Howard Burns is a British architectural historian who is professor emeritus of architectural history at the Scuola Normale Superiore, Pisa. He has also lectured at the Courtauld Institute of Art and was Slade Professor of Fine Art at the University of Cambridge 1977-78. He is a specialist in the architecture of Andrea Palladio and is a member of the Accademia Olimpica and the Accademia di San Luca.

Biography 
Burns was born in 1939 in Aberdeen, Scotland.

Education 
He attended Westminster School in London and moved on to study history at King’s College, Cambridge, where he was awarded a B.A. At Cambridge he co-edited Delta magazine with Simon Gray, the now famous playwright. Two influences during Burns’ undergraduate years were the lecturer John Saltmarsh, whose specialism was in medieval economic and social history, and the scholar, Robert Ralph Bolgar, author of The Classical Heritage.

Burns focused on Renaissance architects and their study of the antique for his postgraduate studies at the Courtauld Institute of Art, London.  He was supervised by Peter Murray who, at the time, was Librarian at the Conway Library.

■ **Tasks and exercises**:
1. Rewrite everything in the passage on Howard Burns from "Howard Burns is" down to "di San Luca.", switching "Scuola Normale Superiore" to "University of Pisa".
2. Translate this sentence from the passage on Howard Burns into Spanish: "Burns was born in 1939 in Aberdeen, Scotland."
3. Name every person in the passage on Howard Burns other than Burns himself.

■ **Data extract**:
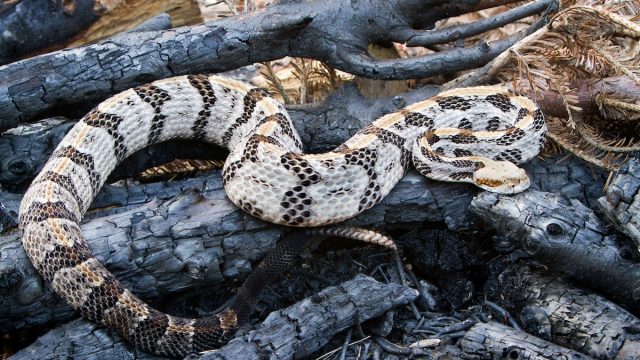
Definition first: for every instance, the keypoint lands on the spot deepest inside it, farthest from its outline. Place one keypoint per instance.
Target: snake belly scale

■ **The answers**:
1.
Howard Burns is a British architectural historian who is professor emeritus of architectural history at the University of Pisa, Pisa. He has also lectured at the Courtauld Institute of Art and was Slade Professor of Fine Art at the University of Cambridge 1977-78. He is a specialist in the architecture of Andrea Palladio and is a member of the Accademia Olimpica and the Accademia di San Luca.

2. Burns nació en 1939 en Aberdeen, Escocia.

3.
Andrea Palladio
Simon Gray
John Saltmarsh
Robert Ralph Bolgar
Peter Murray